Source text:
>> START
Ryan Koontz (Senior Analyst)

Got it. Thanks, guys.

Michael Weening (CEO)

Thank you.

Operator (participant)

The next question comes from George Notter with Jefferies. Please proceed.

George Notter (Managing Director of Equity Research)

Hi, guys. Thanks a lot. I guess I'd love to start by asking about if I look at your tax rate guidance for the year, and I heard what you said about adding or growing an international customer. It seems like there's a lot of strength in international, which would push that tax rate up. I guess I'm inferring that that customer or maybe other international customers are going to remain strong for a good chunk of the year. But can you talk through the dynamics that you're seeing there and maybe anything you can tell us on these new customer wins or the ramp in existing customers internationally?

Cory Sindelar (CFO)

Yeah, George, on the international side, it's going to be fairly consistent. So this is one of those things where I think, as we will have seen in the past, those international customers can be lumpy, right? If you were to go back, there would be a quarter or two where it'd be up, and then it goes back down. I suspect you're going to see the same thing as we look at 2025. Overall, I don't think international will grow disproportionately to the United States. And so therefore, I think it'll be relatively the same as you look at it for the whole year. So I think that's it. I wouldn't characterize that you're going to see an increase in international. It's certainly not going to grow faster than what's going on in the United States.

George Notter (Managing Director of Equity Research)

Okay. Go ahead, sir.

Cory Sindelar (CFO)

Does that make sense? What was your second part of your question?

Michael Weening (CEO)

Tax rate. That impacts on tax rate.

George Notter (Managing Director of Equity Research)

Yeah, I assume the tax rate was part of this. Why is the tax rate higher, I guess, is the question?

Michael Weening (CEO)

It is where we were able to take advantage of some tax credits, and those are running off a bit. And so it's just normalized a little bit higher. So we've had some recapture of some prior tax credits that brought down the effective rate last year, and those have run out. So this is kind of more of our normalized rate moving forward.

George Notter (Managing Director of Equity Research)
>> END
Data rows:
>> START
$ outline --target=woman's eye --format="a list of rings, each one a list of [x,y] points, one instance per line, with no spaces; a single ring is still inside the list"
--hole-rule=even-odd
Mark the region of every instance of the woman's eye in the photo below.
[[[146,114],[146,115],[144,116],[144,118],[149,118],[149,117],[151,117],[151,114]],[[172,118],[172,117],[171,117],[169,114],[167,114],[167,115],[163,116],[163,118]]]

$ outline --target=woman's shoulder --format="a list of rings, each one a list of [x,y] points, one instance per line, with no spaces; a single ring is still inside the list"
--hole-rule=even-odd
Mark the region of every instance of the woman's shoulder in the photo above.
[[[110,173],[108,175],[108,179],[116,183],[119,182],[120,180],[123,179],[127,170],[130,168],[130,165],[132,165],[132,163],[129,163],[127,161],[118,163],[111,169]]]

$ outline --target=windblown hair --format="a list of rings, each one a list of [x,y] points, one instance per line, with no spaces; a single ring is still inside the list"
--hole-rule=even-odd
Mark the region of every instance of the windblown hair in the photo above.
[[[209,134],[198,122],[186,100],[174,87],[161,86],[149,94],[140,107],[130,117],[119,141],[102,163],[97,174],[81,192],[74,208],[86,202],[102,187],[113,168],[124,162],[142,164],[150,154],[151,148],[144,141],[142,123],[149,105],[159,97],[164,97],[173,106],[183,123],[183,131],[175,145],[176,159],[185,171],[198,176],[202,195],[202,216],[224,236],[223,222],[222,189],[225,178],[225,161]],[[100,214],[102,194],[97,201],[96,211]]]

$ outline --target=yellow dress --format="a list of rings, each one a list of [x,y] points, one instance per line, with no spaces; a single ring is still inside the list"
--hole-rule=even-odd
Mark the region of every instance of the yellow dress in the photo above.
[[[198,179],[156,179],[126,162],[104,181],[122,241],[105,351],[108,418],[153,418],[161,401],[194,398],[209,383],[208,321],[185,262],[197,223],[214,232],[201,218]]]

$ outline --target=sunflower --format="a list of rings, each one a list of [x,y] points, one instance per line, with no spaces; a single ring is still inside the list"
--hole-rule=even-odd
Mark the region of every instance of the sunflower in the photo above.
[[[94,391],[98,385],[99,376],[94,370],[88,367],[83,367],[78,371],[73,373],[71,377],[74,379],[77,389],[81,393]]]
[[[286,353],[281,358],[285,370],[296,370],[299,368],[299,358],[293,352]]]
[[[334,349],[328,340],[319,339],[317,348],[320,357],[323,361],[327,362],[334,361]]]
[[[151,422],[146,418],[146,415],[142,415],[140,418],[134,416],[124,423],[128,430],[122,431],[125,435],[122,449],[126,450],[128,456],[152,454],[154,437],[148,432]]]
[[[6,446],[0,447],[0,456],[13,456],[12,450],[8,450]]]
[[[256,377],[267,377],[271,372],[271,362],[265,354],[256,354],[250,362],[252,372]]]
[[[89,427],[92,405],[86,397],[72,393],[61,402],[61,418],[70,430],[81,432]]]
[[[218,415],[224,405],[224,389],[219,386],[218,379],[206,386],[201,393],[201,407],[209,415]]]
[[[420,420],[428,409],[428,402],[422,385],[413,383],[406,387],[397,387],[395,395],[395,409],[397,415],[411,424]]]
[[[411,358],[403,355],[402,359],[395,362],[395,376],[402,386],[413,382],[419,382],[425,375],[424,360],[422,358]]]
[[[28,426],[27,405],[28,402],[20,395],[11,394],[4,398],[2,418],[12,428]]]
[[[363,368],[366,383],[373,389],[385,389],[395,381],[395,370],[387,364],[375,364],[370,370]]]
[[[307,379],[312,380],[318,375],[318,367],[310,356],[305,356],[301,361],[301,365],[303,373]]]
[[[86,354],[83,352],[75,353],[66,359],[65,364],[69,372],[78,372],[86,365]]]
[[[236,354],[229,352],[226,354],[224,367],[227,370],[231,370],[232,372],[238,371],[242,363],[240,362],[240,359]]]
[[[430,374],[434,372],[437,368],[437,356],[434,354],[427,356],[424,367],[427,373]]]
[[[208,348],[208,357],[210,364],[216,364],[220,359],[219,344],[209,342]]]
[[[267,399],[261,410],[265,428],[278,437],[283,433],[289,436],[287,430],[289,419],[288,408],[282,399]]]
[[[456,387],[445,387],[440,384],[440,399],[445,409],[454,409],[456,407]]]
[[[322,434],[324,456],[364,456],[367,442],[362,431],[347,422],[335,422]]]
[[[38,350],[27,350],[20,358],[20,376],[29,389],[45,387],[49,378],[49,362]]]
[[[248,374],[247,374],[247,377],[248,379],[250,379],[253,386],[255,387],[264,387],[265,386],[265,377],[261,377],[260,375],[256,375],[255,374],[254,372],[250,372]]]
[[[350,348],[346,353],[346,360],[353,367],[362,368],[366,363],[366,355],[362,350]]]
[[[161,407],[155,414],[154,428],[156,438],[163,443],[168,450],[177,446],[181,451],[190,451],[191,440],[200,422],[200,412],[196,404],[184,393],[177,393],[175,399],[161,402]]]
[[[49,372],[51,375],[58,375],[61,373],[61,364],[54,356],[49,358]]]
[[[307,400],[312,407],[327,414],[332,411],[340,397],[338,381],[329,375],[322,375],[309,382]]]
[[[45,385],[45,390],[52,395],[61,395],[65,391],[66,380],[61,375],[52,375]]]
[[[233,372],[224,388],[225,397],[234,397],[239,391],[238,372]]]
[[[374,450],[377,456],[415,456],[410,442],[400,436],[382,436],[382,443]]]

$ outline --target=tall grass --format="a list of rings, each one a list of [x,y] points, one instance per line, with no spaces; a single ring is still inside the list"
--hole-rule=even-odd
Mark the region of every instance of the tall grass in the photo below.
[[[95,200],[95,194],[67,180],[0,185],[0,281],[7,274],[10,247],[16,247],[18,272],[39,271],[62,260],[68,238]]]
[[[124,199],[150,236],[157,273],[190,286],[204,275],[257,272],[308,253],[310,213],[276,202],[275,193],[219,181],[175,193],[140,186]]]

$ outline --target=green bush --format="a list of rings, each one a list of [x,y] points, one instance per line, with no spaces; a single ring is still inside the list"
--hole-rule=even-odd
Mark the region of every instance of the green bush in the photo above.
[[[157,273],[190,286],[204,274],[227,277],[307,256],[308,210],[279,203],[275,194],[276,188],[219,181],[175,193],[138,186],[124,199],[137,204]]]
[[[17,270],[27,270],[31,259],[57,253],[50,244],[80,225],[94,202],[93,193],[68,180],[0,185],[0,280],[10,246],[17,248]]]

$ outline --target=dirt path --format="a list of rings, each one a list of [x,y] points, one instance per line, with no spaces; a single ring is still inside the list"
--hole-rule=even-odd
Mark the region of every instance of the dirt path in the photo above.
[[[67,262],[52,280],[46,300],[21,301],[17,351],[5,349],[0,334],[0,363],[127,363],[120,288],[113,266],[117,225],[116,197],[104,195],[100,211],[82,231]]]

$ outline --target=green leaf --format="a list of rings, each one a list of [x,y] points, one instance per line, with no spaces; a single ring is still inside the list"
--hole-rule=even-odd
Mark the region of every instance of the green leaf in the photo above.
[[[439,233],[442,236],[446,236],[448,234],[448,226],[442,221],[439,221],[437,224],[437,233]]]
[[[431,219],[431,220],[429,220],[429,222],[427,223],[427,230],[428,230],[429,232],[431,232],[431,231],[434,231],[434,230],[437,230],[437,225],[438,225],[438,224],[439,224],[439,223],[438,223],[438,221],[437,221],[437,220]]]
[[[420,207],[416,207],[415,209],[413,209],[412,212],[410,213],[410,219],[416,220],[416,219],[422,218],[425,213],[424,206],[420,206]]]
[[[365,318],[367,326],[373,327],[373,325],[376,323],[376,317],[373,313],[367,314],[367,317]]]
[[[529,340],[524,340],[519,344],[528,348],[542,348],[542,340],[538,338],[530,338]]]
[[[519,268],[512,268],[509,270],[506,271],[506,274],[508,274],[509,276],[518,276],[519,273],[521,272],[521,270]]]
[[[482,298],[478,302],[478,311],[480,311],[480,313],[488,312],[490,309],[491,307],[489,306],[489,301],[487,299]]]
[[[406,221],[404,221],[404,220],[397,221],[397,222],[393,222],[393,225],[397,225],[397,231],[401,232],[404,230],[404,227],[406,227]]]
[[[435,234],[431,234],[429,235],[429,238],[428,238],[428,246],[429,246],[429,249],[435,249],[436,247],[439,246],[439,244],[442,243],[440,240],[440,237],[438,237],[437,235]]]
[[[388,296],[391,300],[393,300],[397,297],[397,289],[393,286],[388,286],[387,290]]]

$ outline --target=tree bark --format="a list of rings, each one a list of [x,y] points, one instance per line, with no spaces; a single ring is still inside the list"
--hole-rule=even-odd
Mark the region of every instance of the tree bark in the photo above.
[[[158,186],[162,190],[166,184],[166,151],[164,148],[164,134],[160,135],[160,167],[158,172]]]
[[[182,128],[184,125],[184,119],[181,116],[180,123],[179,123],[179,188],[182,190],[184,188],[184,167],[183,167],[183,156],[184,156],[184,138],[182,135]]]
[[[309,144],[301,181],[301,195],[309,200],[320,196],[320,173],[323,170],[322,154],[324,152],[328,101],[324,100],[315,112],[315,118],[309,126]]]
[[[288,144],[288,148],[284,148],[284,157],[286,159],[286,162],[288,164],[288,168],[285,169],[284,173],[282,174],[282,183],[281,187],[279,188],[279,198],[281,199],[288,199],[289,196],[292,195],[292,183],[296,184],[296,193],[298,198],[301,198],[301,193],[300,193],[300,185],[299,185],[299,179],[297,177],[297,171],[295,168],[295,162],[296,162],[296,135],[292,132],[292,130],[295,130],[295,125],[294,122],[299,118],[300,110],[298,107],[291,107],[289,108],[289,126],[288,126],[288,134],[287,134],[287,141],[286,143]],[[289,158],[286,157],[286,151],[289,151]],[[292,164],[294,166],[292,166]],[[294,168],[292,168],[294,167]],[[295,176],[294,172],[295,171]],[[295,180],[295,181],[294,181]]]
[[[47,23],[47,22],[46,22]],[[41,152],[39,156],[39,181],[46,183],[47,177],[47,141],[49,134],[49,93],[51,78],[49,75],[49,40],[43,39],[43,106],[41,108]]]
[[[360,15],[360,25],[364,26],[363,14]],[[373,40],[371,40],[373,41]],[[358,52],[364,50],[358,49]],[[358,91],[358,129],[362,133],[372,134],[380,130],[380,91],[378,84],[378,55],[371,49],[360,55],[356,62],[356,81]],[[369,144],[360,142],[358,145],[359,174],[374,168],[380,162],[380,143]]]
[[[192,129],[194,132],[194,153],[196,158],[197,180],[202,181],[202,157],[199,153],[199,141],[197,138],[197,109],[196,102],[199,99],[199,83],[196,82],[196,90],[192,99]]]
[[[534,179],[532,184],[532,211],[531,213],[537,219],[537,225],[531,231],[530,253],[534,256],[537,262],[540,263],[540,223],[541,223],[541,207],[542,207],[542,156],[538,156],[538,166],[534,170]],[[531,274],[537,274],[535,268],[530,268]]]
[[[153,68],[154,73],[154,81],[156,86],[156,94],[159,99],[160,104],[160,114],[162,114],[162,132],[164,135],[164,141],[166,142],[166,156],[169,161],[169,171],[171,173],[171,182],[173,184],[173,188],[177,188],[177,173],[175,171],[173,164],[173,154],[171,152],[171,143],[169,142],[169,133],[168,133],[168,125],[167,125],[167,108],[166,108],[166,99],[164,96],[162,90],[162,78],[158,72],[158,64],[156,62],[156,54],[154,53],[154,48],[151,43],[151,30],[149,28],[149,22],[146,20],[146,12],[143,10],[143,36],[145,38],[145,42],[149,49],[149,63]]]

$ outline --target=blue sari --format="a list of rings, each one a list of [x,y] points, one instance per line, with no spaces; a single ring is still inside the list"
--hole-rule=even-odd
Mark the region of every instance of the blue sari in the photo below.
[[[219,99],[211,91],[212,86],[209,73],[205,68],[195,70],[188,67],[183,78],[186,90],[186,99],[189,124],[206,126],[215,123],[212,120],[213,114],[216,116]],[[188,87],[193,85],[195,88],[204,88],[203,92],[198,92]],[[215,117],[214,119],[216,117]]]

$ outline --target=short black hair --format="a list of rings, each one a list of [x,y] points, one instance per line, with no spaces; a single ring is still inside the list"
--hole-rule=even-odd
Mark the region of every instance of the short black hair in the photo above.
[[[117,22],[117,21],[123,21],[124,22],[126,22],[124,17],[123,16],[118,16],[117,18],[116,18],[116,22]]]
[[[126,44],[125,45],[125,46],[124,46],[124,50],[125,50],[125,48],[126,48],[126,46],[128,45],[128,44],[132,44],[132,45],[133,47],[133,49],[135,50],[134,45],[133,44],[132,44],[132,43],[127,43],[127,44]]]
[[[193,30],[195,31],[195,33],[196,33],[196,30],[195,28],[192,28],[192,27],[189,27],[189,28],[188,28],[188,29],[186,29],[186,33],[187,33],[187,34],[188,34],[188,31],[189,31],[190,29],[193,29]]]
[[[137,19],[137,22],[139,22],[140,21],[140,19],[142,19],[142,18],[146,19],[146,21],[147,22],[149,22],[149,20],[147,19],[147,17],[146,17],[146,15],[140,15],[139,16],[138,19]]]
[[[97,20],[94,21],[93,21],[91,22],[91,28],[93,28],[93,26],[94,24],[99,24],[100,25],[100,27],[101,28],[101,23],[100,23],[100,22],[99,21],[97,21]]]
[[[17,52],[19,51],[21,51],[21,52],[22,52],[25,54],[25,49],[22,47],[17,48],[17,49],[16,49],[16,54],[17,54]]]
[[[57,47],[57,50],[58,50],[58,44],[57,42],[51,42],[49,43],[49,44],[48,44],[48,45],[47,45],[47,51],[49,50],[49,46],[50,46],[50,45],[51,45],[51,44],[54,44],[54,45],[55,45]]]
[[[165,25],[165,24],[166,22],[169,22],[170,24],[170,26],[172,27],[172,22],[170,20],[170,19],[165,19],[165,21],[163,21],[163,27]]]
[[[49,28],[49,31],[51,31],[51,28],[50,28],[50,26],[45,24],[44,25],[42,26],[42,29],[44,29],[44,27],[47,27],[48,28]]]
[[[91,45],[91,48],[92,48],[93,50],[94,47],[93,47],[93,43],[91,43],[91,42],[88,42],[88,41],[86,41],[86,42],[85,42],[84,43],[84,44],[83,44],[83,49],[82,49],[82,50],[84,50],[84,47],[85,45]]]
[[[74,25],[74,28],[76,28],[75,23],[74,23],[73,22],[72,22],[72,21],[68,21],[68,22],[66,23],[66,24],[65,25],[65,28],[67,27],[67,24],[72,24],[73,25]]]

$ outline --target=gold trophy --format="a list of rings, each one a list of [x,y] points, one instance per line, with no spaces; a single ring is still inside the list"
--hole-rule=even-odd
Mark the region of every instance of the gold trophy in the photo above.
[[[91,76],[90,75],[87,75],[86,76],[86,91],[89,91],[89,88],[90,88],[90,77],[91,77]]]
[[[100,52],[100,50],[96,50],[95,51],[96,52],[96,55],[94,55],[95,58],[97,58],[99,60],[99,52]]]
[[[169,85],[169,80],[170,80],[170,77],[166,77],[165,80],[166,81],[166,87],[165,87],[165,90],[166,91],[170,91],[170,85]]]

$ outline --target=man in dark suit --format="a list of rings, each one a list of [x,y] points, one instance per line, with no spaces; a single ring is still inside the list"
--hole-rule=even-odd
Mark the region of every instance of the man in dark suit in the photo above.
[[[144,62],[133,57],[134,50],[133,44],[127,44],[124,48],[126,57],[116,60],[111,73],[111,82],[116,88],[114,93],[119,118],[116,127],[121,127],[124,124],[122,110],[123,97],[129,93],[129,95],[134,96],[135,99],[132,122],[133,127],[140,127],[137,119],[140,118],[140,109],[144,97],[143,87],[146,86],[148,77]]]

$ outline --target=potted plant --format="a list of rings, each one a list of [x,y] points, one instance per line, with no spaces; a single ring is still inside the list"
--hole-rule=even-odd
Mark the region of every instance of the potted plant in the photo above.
>> END
What the exercise asks:
Return the passage of the earnings call transcript between "Yeah, George, on" and "in the United States.", inclusive, copied word for word. The records have no role in this exercise.

Response:
Yeah, George, on the international side, it's going to be fairly consistent. So this is one of those things where I think, as we will have seen in the past, those international customers can be lumpy, right? If you were to go back, there would be a quarter or two where it'd be up, and then it goes back down. I suspect you're going to see the same thing as we look at 2025. Overall, I don't think international will grow disproportionately to the United States. And so therefore, I think it'll be relatively the same as you look at it for the whole year. So I think that's it. I wouldn't characterize that you're going to see an increase in international. It's certainly not going to grow faster than what's going on in the United States.